__Goal of the exercise__: The records below are to be restated word for word, with their images omitted.

Natural language region descriptions:
★ ★ ★ ★ ★ ★ ★

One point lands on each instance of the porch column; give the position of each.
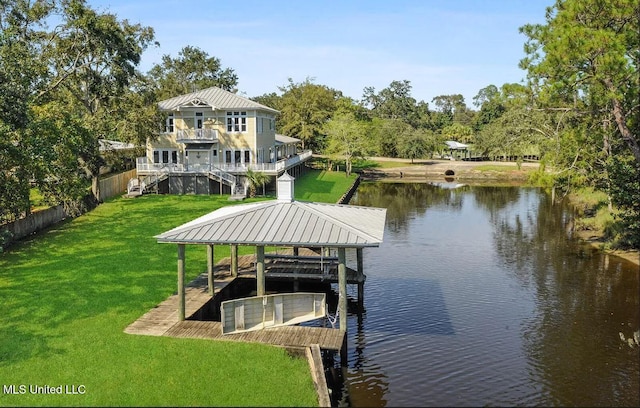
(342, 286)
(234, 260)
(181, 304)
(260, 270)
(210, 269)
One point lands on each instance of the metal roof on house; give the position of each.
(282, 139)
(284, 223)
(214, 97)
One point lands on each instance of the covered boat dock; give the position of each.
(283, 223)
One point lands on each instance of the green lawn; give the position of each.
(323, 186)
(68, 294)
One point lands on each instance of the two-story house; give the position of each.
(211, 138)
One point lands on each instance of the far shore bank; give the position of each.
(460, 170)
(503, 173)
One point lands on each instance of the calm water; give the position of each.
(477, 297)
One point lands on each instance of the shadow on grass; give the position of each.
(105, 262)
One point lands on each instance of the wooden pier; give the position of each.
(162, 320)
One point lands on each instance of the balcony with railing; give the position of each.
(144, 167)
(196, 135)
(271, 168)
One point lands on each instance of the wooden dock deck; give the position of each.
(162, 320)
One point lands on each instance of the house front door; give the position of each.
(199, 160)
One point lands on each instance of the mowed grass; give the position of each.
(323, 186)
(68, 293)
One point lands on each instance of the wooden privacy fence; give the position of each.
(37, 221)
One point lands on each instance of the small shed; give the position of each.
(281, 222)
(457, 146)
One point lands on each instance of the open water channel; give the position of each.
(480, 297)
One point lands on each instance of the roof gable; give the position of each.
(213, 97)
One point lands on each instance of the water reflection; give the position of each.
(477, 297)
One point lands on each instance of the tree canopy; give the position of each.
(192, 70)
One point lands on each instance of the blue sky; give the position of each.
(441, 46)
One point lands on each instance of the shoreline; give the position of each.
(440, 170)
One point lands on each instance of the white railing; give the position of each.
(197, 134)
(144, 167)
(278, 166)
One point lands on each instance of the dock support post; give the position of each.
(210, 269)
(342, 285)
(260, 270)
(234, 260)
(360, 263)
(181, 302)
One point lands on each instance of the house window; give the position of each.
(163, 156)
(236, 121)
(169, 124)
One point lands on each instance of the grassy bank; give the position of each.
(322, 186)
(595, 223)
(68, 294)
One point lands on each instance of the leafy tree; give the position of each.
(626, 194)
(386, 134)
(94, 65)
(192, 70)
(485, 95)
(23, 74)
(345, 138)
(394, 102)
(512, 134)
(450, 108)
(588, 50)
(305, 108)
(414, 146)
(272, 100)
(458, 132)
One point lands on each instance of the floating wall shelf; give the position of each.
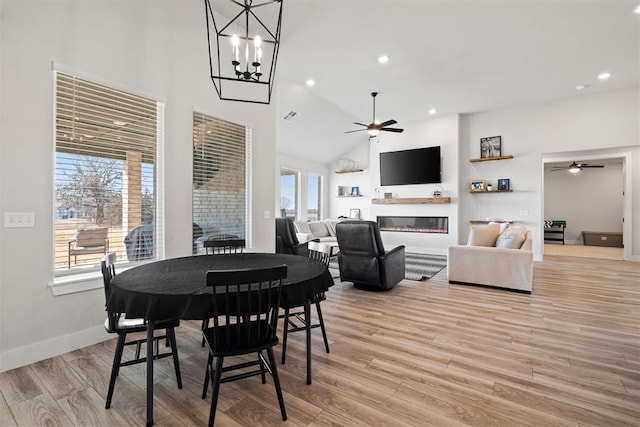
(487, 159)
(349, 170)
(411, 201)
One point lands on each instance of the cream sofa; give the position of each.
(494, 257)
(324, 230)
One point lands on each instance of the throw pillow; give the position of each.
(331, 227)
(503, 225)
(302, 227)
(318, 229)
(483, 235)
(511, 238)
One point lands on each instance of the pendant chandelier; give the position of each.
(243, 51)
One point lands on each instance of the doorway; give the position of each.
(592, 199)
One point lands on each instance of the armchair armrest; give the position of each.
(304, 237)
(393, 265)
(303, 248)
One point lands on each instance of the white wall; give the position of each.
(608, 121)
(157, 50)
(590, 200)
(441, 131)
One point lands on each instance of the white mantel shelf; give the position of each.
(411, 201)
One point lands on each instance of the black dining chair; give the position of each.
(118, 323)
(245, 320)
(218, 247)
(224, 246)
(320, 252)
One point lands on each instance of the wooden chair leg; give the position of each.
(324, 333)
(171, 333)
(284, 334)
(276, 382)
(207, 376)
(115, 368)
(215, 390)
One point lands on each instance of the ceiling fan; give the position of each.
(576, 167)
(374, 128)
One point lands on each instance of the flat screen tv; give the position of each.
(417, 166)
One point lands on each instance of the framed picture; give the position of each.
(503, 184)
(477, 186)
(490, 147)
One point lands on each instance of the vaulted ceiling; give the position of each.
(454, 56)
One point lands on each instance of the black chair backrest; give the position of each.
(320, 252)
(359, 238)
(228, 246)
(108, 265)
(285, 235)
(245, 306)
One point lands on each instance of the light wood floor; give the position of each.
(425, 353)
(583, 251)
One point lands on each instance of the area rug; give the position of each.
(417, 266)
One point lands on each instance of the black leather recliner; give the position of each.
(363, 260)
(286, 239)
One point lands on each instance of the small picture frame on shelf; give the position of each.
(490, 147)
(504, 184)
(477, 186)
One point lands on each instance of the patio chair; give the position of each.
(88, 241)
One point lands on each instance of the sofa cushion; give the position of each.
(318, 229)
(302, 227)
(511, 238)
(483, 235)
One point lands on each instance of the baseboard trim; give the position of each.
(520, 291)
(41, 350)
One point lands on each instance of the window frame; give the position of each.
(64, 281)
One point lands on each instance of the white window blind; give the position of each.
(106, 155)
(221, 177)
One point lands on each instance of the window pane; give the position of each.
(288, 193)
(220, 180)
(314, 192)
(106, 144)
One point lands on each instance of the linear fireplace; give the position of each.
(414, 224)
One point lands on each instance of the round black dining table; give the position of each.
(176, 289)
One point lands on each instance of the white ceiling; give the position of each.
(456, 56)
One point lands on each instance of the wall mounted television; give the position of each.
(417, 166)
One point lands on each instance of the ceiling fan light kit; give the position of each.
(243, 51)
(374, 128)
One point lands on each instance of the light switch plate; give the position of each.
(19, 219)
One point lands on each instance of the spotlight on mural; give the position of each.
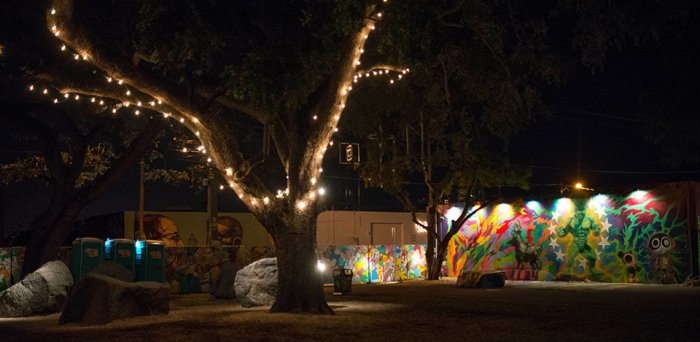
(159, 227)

★ ★ ★ ★ ★ ★ ★

__Written reply__:
One point lands on each instance of the porch column; give the position of each.
(342, 286)
(234, 260)
(181, 304)
(260, 270)
(210, 269)
One point lands on each instance of the metal roof on house; give the position of each.
(282, 139)
(284, 223)
(214, 97)
One point lands on each instance of the covered boat dock; give the position of each.
(283, 223)
One point lands on each instance of the green lawn; give the position of each.
(323, 186)
(68, 294)
One point lands on each instance of the two-story house; give the position of each.
(211, 138)
One point lands on each instance of the far shore bank; give the position of each.
(460, 170)
(503, 173)
One point lands on each instance of the calm water; give the position of each.
(477, 297)
One point lands on each instance of the shadow on grass; give the position of each.
(105, 262)
One point lands on each instance of the wooden pier; give the position of each.
(162, 320)
One point lands on each instance of the balcony with railing; give the position of each.
(144, 167)
(196, 135)
(271, 168)
One point lands on each instance of the wooden dock deck; give the position of each.
(162, 320)
One point lands on each instance of the house front door; give the position of each.
(199, 160)
One point lands on each instance of the mowed grass; give the position of each.
(323, 186)
(68, 293)
One point lands on each instance of the wooden privacy fence; give the position of each.
(37, 221)
One point lands on each instance of the small shed; give the position of each.
(281, 222)
(457, 146)
One point lands on each instance of the open water channel; give the position of each.
(480, 297)
One point lands on each instance of the roof gable; give the position of each.
(213, 97)
One point lands on each instance of the water reflection; give the position of each.
(477, 297)
One point lands on each instance of the tree canopy; give the position of each.
(192, 70)
One point lands on each instance of the blue sky; give the position of each.
(441, 46)
One point lands on each instance of the shoreline; give the position of each.
(440, 170)
One point lands on each instance of the white railing; give the position of each.
(197, 134)
(144, 167)
(278, 166)
One point lands on each instance of the dock support post; give the position of each.
(210, 269)
(342, 285)
(260, 270)
(234, 260)
(360, 263)
(181, 302)
One point lands on each instance of the house window; give the position of each.
(163, 156)
(236, 121)
(169, 124)
One point lands on each instance of the grassy bank; give the position of each.
(322, 186)
(595, 223)
(68, 294)
One point lands on each instance of the leafy tree; give the position of each.
(626, 194)
(386, 134)
(94, 65)
(192, 70)
(485, 95)
(23, 74)
(345, 138)
(394, 102)
(512, 134)
(450, 108)
(588, 50)
(305, 108)
(414, 146)
(272, 100)
(458, 132)
One point lands on each instance of the floating wall shelf; give the position of each.
(487, 159)
(349, 170)
(411, 201)
One point lands on each instance of the cream sofa; give the position of each.
(494, 257)
(324, 230)
One point lands on each instance of the throw pillow; give the position of each.
(331, 227)
(503, 225)
(302, 227)
(318, 229)
(483, 235)
(511, 238)
One point lands on each instance of the pendant chandelier; give the position of each.
(243, 51)
One point lands on each instance of the doorway; give the position of each.
(592, 199)
One point lands on each instance of the armchair armrest; give the position of each.
(304, 237)
(393, 265)
(303, 248)
One point lands on each instance of the white wall; give the position of each.
(608, 121)
(157, 50)
(590, 200)
(441, 131)
One point lands on each instance of the white mantel shelf; give the position of each.
(411, 201)
One point lands on each instance of the black dining chair; give the position of each.
(118, 323)
(245, 320)
(218, 247)
(224, 246)
(320, 252)
One point lands on each instance of the wooden chair leg; give the position of each.
(324, 333)
(171, 333)
(284, 334)
(276, 382)
(207, 376)
(115, 368)
(215, 390)
One point lands on each instance of the ceiling fan; give the position of each.
(576, 167)
(374, 128)
One point lands on each instance of the flat screen tv; give the position of each.
(417, 166)
One point lands on each instance of the framed picture; give the position of each.
(503, 184)
(477, 186)
(490, 147)
One point lands on each instance of the vaulted ceiling; give the position of each.
(454, 56)
One point lands on each instance of the black chair backrest; give the position of each.
(320, 252)
(359, 238)
(228, 246)
(108, 265)
(285, 235)
(245, 306)
One point lands on each instance of the light wood floor; give the position of each.
(425, 353)
(583, 251)
One point lands on each instance of the area rug; give the position of each.
(417, 266)
One point lands on each instance of the black leather recliner; give the position of each.
(363, 260)
(286, 239)
One point lands on each instance of the small picture frame on shelf; give the position of each.
(490, 147)
(504, 184)
(477, 186)
One point lands on each instance of the patio chair; give the position of each.
(88, 241)
One point lands on each instance of the sofa cushion; give the position of each.
(318, 229)
(302, 227)
(511, 238)
(483, 235)
One point lands on each instance of the baseboard trim; give the position of each.
(520, 291)
(41, 350)
One point lands on each instance of the window frame; give the position of each.
(64, 281)
One point lands on each instance of the white window blind; give the position of each.
(106, 155)
(221, 177)
One point lands on each instance of the window pane; give the position of each.
(288, 193)
(220, 180)
(314, 192)
(106, 144)
One point lands on each instance of the linear fireplace; give the position of each.
(414, 224)
One point lands on each instance of the round black dining table; give the position of each.
(176, 289)
One point lands on each instance of the white ceiling; give the position of each.
(456, 56)
One point lands on each instance of the wall mounted television; give the position of each.
(417, 166)
One point lands on each instance of the ceiling fan light kit; give the position of each.
(243, 51)
(374, 128)
One point lands on each instance of the light switch plate; give the position of each.
(19, 219)
One point lands on each instance of the spotlight on mural; give the position of each.
(159, 227)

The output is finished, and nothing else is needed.